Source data
'''
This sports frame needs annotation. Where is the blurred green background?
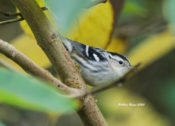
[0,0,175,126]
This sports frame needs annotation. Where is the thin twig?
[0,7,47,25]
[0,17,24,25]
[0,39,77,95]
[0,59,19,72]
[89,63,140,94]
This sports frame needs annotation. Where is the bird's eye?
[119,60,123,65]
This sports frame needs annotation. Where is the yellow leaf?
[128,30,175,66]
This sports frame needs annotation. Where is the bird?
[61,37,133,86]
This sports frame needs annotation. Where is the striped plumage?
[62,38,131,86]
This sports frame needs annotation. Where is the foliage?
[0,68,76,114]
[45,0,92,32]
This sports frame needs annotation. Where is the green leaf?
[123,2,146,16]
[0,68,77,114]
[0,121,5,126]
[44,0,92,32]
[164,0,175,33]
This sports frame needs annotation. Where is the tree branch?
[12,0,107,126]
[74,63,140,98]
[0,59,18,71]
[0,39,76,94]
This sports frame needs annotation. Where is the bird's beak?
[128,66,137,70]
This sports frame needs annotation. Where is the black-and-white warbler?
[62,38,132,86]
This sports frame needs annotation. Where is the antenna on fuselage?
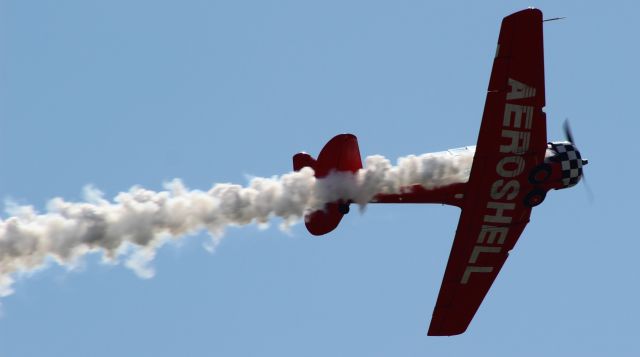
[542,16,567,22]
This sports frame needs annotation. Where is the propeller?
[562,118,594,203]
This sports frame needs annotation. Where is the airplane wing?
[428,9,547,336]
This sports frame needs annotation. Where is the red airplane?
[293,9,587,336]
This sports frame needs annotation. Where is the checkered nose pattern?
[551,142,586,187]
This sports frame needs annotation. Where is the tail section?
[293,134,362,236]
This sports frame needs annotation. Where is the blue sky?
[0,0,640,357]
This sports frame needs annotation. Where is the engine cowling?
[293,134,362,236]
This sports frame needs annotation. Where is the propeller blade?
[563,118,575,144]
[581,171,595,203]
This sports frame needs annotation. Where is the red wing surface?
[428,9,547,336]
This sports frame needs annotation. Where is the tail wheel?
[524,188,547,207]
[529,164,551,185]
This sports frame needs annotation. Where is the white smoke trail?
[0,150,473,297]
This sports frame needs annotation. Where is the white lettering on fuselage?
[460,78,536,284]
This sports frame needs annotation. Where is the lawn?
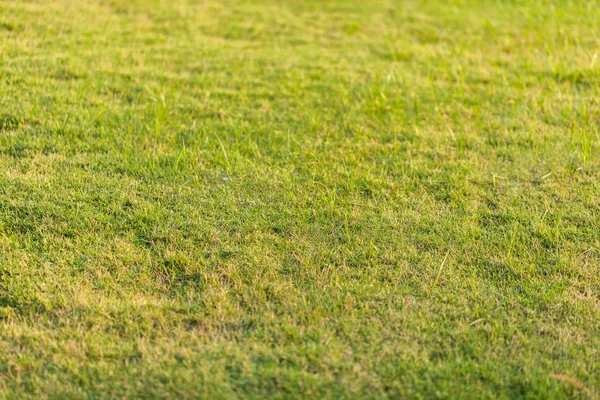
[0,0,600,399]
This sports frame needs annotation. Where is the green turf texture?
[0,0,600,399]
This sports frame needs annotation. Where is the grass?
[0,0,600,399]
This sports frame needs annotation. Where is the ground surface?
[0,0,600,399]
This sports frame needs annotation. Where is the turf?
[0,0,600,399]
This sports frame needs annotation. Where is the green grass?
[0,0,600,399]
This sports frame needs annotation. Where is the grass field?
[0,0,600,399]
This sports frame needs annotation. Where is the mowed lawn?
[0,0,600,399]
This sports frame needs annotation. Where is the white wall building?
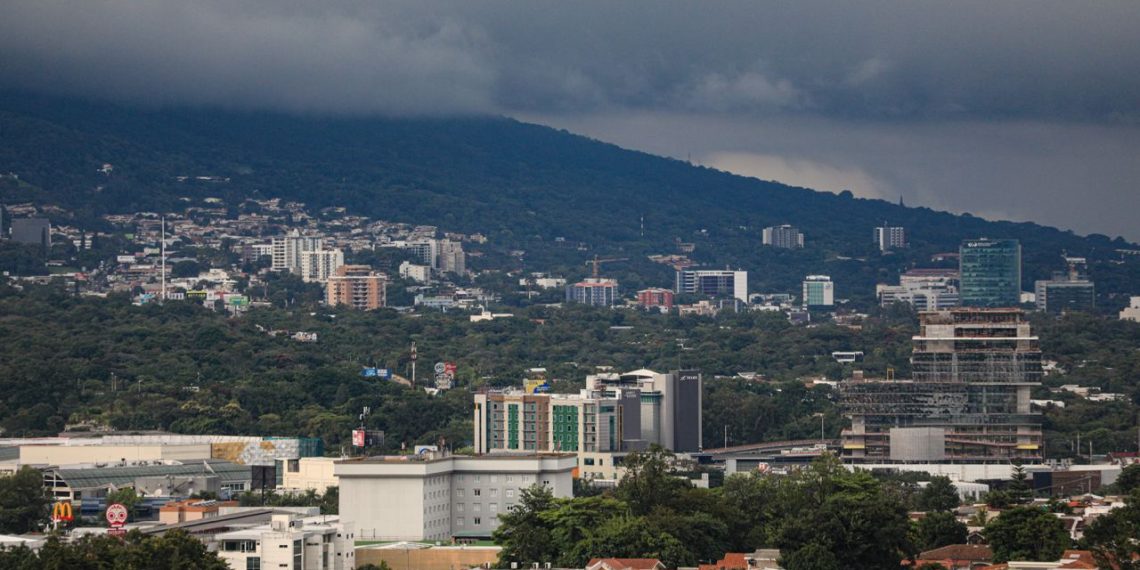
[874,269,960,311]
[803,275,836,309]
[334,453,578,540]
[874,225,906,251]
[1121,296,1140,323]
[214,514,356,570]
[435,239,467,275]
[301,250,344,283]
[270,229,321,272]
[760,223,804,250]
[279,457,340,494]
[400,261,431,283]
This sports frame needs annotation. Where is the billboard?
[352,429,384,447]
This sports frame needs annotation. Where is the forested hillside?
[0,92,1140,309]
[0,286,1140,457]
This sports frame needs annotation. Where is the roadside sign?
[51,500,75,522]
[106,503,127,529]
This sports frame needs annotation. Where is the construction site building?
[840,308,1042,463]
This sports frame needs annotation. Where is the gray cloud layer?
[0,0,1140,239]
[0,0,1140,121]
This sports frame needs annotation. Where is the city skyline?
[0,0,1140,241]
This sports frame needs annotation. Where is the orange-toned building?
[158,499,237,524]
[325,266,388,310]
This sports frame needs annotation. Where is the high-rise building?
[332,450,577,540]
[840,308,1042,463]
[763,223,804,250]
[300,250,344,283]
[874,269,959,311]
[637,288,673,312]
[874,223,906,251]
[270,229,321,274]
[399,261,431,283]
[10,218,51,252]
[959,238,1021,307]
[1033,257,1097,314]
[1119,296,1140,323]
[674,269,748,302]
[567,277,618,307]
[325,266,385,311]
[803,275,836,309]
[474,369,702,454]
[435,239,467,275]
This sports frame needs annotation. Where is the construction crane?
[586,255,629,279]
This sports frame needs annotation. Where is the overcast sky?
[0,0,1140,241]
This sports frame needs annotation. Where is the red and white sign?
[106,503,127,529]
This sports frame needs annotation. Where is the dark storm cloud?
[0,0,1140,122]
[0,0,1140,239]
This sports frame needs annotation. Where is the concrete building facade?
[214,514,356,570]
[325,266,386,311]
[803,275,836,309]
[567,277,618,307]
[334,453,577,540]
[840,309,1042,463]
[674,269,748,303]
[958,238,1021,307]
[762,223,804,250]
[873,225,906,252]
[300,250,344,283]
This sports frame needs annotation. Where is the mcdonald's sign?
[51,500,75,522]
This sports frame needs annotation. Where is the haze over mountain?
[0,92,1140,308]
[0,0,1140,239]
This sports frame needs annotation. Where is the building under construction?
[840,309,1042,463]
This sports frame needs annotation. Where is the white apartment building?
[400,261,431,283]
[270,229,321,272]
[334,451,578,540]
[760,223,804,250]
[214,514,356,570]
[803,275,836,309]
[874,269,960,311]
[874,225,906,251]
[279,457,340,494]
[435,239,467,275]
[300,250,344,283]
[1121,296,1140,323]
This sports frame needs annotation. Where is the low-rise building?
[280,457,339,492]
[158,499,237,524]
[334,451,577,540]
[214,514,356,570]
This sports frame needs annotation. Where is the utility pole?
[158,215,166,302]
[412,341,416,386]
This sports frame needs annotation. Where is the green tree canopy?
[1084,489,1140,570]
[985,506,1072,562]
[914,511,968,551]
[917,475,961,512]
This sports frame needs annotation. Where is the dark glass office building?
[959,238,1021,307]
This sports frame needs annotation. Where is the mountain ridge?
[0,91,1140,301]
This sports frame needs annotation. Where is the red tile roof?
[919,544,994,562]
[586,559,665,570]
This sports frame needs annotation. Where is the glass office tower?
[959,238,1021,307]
'''
'''
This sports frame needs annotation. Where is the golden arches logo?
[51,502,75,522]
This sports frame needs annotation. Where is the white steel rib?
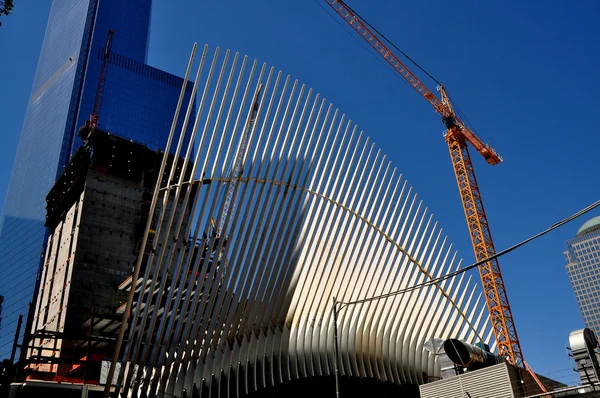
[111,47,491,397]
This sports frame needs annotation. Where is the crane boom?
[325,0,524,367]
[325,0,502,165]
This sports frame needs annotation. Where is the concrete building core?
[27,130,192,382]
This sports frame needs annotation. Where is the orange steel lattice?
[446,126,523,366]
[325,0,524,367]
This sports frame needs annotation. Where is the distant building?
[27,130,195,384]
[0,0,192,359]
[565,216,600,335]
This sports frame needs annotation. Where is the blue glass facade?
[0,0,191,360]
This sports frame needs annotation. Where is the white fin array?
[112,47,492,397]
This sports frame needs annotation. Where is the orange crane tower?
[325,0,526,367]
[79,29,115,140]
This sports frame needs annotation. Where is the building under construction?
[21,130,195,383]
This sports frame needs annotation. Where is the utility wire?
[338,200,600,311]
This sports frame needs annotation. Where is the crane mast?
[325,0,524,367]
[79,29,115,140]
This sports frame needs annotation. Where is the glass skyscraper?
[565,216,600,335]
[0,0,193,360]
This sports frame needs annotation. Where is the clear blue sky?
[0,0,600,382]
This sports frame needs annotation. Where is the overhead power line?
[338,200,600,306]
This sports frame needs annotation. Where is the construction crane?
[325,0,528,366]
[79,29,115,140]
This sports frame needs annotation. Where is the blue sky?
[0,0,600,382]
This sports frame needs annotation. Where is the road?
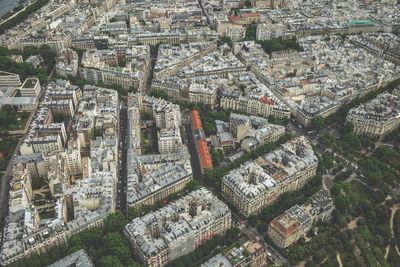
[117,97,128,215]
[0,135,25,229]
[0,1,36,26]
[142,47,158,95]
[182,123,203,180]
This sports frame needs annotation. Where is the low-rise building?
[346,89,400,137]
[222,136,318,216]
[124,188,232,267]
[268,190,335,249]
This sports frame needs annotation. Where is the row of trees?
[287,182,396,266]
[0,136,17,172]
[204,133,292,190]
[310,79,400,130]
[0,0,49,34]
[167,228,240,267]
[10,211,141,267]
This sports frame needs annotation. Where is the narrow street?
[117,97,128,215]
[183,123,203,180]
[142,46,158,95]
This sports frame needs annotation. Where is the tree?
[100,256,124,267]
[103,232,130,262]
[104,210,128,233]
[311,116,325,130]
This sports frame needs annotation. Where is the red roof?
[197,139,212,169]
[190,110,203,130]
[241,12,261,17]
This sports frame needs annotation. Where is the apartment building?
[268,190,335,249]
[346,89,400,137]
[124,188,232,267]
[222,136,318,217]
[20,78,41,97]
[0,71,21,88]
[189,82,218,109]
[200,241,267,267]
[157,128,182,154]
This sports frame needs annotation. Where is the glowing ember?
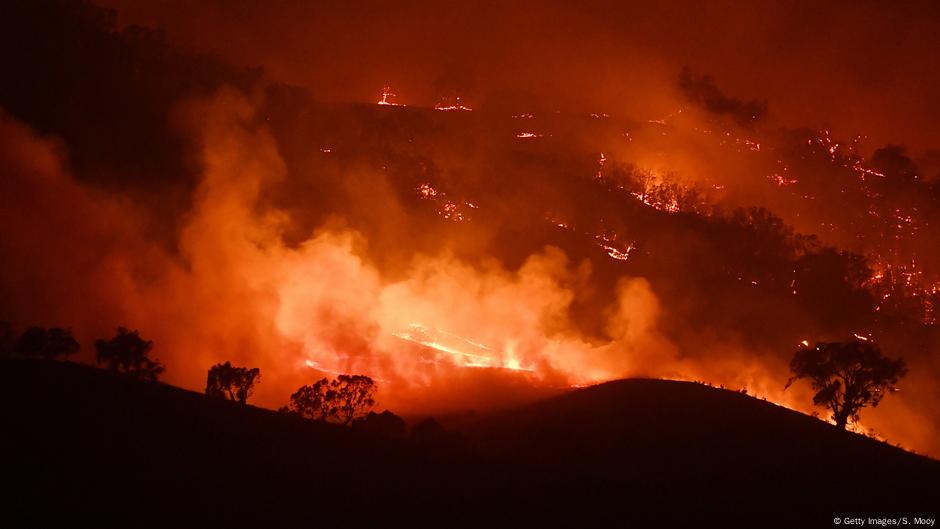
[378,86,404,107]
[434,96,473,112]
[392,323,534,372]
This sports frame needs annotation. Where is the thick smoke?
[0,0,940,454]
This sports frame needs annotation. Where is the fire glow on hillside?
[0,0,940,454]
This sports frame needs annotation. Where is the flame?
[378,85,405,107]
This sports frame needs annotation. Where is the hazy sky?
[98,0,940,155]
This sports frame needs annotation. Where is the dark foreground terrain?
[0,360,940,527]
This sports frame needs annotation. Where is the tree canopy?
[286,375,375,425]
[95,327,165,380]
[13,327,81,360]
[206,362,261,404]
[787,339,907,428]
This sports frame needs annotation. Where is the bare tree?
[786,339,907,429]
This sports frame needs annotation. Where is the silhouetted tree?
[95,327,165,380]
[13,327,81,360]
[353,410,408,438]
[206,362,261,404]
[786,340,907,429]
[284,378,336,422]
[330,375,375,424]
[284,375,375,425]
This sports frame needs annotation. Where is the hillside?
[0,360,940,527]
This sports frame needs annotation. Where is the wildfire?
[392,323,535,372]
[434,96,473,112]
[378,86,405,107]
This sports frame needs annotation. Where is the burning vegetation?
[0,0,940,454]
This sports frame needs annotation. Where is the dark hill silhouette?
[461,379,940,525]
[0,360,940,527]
'''
'''
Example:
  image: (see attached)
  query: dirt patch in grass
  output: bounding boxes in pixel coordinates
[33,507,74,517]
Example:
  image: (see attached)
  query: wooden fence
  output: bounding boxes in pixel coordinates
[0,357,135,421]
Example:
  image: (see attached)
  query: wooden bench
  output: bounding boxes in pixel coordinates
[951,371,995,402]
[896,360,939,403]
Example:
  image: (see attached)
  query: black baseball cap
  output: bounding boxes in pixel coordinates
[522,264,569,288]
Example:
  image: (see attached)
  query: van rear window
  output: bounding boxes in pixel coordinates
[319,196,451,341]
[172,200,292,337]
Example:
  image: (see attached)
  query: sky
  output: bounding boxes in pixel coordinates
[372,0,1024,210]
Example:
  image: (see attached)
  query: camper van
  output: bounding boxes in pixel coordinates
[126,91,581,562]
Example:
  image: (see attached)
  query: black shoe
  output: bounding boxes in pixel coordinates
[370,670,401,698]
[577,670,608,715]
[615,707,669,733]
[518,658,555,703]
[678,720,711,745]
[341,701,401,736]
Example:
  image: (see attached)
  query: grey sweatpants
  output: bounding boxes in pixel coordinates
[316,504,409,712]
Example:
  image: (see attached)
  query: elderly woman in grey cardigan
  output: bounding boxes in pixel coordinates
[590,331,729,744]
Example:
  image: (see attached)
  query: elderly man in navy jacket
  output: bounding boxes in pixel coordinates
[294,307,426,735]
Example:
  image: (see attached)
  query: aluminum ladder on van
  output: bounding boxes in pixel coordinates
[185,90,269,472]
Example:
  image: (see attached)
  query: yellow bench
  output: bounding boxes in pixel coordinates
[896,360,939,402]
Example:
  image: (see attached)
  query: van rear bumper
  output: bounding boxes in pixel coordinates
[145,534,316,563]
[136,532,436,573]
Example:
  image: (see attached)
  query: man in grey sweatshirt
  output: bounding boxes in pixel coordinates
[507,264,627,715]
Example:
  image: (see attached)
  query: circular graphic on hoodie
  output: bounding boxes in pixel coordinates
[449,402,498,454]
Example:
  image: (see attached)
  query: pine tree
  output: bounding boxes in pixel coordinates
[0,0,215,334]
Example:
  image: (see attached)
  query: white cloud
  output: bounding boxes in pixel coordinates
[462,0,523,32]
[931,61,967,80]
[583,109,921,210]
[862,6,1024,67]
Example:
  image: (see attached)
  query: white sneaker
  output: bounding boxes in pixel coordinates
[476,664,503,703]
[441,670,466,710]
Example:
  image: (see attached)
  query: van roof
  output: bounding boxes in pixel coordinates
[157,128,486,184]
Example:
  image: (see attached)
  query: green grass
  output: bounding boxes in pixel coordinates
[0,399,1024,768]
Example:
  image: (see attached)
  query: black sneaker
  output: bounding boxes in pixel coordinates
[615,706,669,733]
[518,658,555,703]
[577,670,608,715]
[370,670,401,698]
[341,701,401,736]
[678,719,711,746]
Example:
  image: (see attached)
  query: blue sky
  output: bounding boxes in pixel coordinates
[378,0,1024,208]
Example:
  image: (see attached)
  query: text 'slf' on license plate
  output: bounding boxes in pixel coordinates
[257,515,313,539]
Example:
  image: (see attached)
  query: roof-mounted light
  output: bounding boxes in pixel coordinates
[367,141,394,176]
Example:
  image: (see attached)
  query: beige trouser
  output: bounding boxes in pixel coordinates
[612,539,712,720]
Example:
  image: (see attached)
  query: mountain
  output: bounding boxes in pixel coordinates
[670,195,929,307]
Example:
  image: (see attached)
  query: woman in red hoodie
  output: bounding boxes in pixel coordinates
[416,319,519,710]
'''
▶ [WRITTEN PROBLEM] Copy the items word for word, starting at the line that contains "the glass skyscraper?" and ending at the line that contains "[786,339,907,429]". Omit the pictures from your copy.

▶ [EXERCISE OUTPUT]
This sports frame needs annotation. Where is the glass skyscraper?
[565,216,600,335]
[0,0,193,360]
This sports frame needs annotation. Where is the clear blue sky?
[0,0,600,382]
This sports frame needs annotation. Where is the overhead power line?
[338,200,600,306]
This sports frame needs annotation. Where is the construction crane?
[325,0,528,366]
[79,29,115,140]
This sports frame needs annotation. Where is the blue sky?
[0,0,600,382]
This sports frame needs annotation. Where is the road?
[117,97,128,215]
[0,135,25,229]
[0,1,36,26]
[142,47,158,95]
[182,123,203,180]
This sports frame needs annotation. Where is the low-rise building?
[346,89,400,137]
[222,136,318,216]
[124,188,232,267]
[268,190,335,249]
This sports frame needs annotation. Where is the row of trees?
[287,182,396,266]
[0,136,17,172]
[204,133,292,190]
[310,79,400,130]
[0,0,49,34]
[167,228,240,267]
[10,211,141,267]
This sports frame needs annotation. Where is the narrow street?
[117,97,128,215]
[183,123,203,180]
[142,46,158,95]
This sports frame needs annotation. Where is the tree?
[100,256,124,267]
[103,232,130,262]
[104,210,128,233]
[311,116,325,130]
This sports frame needs annotation. Where is the red roof?
[197,139,212,169]
[190,110,203,130]
[241,12,261,17]
This sports frame needs annotation. Where is the apartment building?
[268,190,335,249]
[346,89,400,137]
[124,188,232,267]
[222,136,318,217]
[20,78,41,97]
[0,71,21,88]
[189,82,218,109]
[200,241,267,267]
[157,128,182,154]
This sports frame needs annotation. Where is the glowing ember?
[378,86,404,107]
[434,96,473,112]
[392,323,534,372]
This sports frame needs annotation. Where is the thick smoke?
[0,0,940,454]
This sports frame needs annotation. Where is the fire glow on hillside?
[0,0,940,454]
This sports frame needs annotation. Where is the flame?
[378,85,405,107]
This sports frame needs annotation. Where is the hazy sky?
[98,0,940,155]
This sports frame needs annotation. Where is the dark foreground terrain?
[0,360,940,527]
This sports frame needs annotation. Where is the tree canopy?
[286,375,375,425]
[95,327,165,380]
[13,327,81,360]
[206,362,261,404]
[787,339,907,428]
This sports frame needs annotation. Where is the bare tree?
[786,339,907,429]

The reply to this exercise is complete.